◆ **OBJECTIVE A**
Summarize the passage on audio encoding in two sentences.

◆ **PASSAGE**

The foregoing and other aspects of recording system 6 are discussed in detail with reference to FIGS. 2-47 and 61, 62. Details of playback system 8 are discussed later with reference to FIGS. 48-63.
Encoder 16, in FIG. 2, includes input terminals 202, 204 and 206 for receiving audio signal S1 from source 10, video signal S2 from source 12 and auxiliary data signal S3 from source 14, respectively. As an overview of the audio processing,
signal S1 is subjected to channel selection and analog-to-digital (A/D) conversion, compressed with provisions for preventing frame-to-frame propogation of errors and stored for later recovery as blocks of audio data to be included in each video frame of
bit stream S4 thereby providing audio/video synchronization.
In detail, audio signal S1 is applied to a channel selector and analog-to-digital (A/D) converter unit 208 which includes operator controls (not shown) for selecting the number of channels to be encoded and the channel sampling rate. One channel
is selected for monophonic recording, two for stereo, four for stereo/bilingual, etc. The sampling rate currently used for high quality audio recording is 31.25 KHz which supports a 15 KHz audio bandwidth. The rate may be halved for standard quality or
quartered for voice grade audio applications.
The data rate of the digitized audio signal S5 is reduced for recording by means of an adaptive differential pulse code modulation (ADPCM) encoder 210 which encodes the sample-to-sample differences of signal S5 to form a compressed digital audio
signal S6. Since successive audio samples are often highly correlated, fewer bits are required to encode the sample differences. The term "adaptive" means that the encoder is of a type that changes the bit significance of encoded differences as a
function of the previous encoded difference so as to provide fine resolution over a wide dynamic range.
Encoder 210 may be of conventional design but it is highly desirable for purposes of overall audio/video coding that provision be made either to bypass or reset it on a periodic basis so as to periodically encode an audio sample with full
resolution. Illustratively, encoder 210 (FIG. 25) is reset once every 256 bytes. Recall that the audio signal is ultimately organized in a block form with one block of audio data included with each block of video data in bit stream S4. The formation
of audio data "blocks" is supported via buffer store 212 which stores signal S6. Later the formatter 250 recovers the stored signal (S7) periodically on a frame-by-frame basis when the audio and video data are combined as will be explained. Typical
audio block sizes currently used are 130 and 134 bytes for a video frame rate of 30 FPS and voice grade audio. The audio block size depends on the sampling rate, the number of audio channels to be recorded, and audio dithering within the formatter 250.
One reason for periodically resetting or bypassing DPCM encoder 210 is to prevent audio errors, which may occur in the CD-ROM transmission system, from propagating from frame-to-frame. This feature also facilitates subsequent editing of
sequences to enable any frame to be chosen as an edit point. This feature is implemented as, shown in FIG. 25 by means of a comparator 214 which supplies a reset signal to reset input R of audio A DPCM encoder 211 when the byte count of the compressed
audio signal S6 (produced by a byte counter 216) exceeds the byte limit set by a byte limit source 218.

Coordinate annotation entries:
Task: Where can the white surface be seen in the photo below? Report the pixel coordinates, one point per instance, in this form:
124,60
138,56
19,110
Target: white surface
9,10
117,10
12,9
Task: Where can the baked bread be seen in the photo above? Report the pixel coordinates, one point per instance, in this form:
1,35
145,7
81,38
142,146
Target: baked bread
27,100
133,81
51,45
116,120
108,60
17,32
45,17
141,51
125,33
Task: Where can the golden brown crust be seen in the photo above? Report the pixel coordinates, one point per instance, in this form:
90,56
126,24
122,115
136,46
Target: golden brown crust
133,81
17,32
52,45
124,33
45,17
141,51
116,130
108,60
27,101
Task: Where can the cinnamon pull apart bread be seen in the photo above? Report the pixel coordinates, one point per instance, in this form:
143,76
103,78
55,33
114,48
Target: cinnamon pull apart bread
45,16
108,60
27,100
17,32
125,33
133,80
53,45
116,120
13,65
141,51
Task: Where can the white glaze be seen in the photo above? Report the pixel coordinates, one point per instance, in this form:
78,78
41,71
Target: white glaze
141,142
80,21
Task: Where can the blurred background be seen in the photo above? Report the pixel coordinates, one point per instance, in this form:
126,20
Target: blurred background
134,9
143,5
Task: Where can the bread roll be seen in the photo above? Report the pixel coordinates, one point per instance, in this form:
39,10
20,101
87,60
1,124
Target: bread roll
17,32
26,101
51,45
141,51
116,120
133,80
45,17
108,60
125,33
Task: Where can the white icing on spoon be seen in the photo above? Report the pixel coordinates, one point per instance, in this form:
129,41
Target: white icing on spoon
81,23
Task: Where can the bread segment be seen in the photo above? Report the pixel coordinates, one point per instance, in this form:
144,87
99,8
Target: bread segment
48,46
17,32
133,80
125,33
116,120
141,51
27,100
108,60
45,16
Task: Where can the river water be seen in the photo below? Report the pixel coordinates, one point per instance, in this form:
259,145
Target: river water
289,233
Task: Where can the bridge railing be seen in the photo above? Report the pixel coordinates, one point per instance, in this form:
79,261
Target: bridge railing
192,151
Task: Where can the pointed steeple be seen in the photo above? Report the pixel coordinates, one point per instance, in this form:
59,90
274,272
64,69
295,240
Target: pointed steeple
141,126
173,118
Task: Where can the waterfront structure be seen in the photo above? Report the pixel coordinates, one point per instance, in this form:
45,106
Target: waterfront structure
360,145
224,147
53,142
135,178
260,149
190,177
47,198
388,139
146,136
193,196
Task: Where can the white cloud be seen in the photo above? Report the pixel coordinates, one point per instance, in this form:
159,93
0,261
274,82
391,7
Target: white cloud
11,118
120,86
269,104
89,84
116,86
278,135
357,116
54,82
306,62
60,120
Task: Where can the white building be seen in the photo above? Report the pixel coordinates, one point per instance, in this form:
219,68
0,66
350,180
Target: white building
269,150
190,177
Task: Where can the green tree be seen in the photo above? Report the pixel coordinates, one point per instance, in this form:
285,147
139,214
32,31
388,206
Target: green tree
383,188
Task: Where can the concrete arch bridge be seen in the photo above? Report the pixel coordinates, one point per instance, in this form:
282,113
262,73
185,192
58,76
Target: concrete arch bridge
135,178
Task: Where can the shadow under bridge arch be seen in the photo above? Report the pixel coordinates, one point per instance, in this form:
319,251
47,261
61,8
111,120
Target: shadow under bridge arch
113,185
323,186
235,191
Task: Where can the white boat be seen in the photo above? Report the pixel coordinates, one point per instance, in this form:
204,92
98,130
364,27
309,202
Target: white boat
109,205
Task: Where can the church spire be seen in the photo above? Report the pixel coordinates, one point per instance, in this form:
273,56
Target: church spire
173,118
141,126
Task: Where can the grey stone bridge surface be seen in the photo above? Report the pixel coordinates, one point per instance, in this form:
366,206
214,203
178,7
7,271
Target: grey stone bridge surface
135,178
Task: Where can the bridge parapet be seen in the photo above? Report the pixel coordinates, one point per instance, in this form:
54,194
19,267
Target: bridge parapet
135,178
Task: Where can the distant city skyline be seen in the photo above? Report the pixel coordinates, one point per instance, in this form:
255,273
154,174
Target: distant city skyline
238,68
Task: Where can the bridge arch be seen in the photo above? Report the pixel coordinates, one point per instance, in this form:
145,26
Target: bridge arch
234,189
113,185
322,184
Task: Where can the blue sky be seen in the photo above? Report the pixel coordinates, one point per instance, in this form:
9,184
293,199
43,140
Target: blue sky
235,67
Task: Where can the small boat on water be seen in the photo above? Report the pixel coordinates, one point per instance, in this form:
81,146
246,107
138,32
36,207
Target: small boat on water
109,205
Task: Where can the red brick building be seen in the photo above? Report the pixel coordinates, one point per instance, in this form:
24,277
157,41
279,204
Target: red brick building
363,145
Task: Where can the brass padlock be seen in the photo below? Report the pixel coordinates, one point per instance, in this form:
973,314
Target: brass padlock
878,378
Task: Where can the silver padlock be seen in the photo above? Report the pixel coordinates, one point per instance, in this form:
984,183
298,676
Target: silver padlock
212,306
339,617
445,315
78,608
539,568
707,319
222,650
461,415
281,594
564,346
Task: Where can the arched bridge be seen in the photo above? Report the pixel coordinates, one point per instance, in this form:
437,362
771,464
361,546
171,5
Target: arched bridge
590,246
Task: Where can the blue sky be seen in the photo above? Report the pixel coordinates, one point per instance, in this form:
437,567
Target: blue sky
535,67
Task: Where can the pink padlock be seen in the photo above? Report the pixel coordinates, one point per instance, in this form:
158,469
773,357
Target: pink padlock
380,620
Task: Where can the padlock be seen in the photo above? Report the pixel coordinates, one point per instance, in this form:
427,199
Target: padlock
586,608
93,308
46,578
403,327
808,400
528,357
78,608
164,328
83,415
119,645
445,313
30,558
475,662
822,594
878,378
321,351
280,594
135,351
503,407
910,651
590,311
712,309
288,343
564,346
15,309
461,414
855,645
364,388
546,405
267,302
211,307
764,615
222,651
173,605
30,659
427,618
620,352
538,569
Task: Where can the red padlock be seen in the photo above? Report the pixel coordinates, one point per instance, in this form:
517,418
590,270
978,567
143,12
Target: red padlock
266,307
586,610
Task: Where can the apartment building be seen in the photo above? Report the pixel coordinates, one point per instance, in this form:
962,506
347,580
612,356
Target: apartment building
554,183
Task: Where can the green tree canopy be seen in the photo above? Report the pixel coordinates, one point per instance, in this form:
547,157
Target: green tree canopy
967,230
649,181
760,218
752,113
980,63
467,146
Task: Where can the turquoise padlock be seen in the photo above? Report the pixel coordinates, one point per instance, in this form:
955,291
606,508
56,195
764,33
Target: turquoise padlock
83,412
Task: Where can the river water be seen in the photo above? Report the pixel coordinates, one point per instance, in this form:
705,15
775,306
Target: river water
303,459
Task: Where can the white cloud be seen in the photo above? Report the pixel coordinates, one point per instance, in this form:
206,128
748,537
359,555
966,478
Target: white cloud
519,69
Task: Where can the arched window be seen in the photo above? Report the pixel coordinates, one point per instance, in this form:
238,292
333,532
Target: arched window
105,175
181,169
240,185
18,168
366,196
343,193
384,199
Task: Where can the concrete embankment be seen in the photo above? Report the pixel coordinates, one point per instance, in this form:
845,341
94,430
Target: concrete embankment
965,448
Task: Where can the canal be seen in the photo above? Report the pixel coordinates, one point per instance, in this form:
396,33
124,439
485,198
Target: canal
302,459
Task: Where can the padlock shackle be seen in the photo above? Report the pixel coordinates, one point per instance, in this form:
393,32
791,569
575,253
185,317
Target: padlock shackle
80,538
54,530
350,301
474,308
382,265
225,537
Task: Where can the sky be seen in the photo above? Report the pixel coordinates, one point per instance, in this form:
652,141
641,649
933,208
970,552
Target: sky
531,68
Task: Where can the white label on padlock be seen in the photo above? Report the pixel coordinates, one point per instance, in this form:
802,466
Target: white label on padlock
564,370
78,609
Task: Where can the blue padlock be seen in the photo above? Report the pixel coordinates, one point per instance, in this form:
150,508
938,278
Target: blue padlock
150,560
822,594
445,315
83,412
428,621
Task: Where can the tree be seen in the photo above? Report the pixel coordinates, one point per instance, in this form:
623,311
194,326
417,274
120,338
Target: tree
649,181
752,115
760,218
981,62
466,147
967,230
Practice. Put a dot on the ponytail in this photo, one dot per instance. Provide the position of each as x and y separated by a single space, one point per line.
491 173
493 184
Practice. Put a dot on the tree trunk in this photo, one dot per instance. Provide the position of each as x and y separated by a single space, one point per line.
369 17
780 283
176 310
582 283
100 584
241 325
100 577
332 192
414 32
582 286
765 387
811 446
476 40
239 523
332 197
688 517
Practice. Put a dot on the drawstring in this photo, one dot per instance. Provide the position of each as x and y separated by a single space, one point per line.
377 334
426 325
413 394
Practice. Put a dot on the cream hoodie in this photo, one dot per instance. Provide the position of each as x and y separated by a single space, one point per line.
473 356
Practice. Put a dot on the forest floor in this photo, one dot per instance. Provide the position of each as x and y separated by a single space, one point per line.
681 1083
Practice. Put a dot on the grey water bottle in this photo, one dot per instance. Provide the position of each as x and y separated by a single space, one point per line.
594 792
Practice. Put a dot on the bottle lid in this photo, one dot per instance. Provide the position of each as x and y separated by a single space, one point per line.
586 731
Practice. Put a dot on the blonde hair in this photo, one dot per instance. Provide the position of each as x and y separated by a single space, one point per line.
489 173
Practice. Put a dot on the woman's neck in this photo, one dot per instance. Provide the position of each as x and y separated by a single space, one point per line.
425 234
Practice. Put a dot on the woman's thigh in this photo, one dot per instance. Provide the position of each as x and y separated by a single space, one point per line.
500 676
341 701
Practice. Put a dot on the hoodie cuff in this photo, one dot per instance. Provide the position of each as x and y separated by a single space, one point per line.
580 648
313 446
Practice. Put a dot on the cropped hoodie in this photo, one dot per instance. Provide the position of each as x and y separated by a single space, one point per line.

◆ **OBJECTIVE B**
List every line in the entries that contains the word "turquoise".

◆ **EXERCISE ANSWER A**
Encoder 16 passes audio signal S1 through a channel selector and A/D converter, compresses it with an ADPCM encoder that encodes sample-to-sample differences, and stores it in a buffer so that one block of audio data can be included with each video frame of bit stream S4. The ADPCM encoder is reset periodically, illustratively once every 256 bytes by means of a comparator and byte counter, so that audio errors do not propagate from frame to frame and any frame can be chosen as an edit point.

◆ **EXERCISE ANSWER B**
Task: Where can the turquoise padlock be seen in the photo above? Report the pixel coordinates, one point per instance, in this form:
Target: turquoise padlock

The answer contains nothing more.